==== Material to process

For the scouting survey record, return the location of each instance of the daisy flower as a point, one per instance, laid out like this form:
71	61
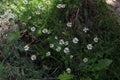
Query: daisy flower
33	29
26	48
48	54
67	50
69	24
68	70
95	39
86	29
75	40
89	46
61	42
51	45
58	49
85	60
33	57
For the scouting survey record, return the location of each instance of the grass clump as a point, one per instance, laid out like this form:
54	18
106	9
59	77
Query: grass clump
66	40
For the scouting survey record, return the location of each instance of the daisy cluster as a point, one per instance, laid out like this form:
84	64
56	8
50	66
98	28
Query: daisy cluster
60	45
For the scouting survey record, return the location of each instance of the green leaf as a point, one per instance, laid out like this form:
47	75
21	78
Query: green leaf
1	70
13	36
86	78
102	64
65	76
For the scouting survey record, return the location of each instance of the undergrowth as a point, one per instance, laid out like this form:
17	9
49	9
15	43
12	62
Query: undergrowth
61	39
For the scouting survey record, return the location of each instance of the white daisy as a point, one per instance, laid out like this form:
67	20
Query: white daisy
96	39
48	54
51	45
89	46
45	31
33	29
47	2
33	57
61	6
66	43
66	50
58	49
75	40
26	48
85	60
29	17
86	29
41	7
25	1
61	42
68	70
56	37
69	24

========

*What this task involves*
Apart from the images, every line above needs to be printed again exactly.

*Completed exercise*
For the scouting survey record, return the location of each instance of the daisy flower as a point, one per instance, laid out like this form:
71	61
Query: daisy flower
33	29
26	48
48	54
67	50
69	24
68	70
95	39
86	29
75	40
89	46
61	42
51	45
58	49
85	60
33	57
For the scouting survey record, return the location of each instance of the grass clump as a point, one per instance, laid out like this form:
54	18
106	9
59	77
Query: grass clump
66	40
For the scouting survey record, return the location of each instance of the daisy cluster as a point, one per instance, laid out like this form:
84	64
56	8
50	66
98	28
Query: daisy cluster
60	45
For the scouting survey record, return the location of each instance of the green leaf as a point, one per instance, laid out like this form:
47	75
21	78
Query: green leaf
1	70
13	36
86	78
102	64
65	76
For the scouting survey record, return the location of each instance of the undergrowth as a point, one per instance, laid out like this form:
17	9
49	9
15	43
12	62
Query: undergrowth
61	39
For the scouting survey record, return the location of each instance of the white daisy as a point, one per instance, laid out like this form:
67	20
Query: white daisy
96	39
48	54
51	45
89	46
45	31
33	29
47	2
33	57
61	6
66	43
66	50
58	49
75	40
26	48
85	60
29	17
86	29
41	7
25	1
61	42
68	70
56	37
69	24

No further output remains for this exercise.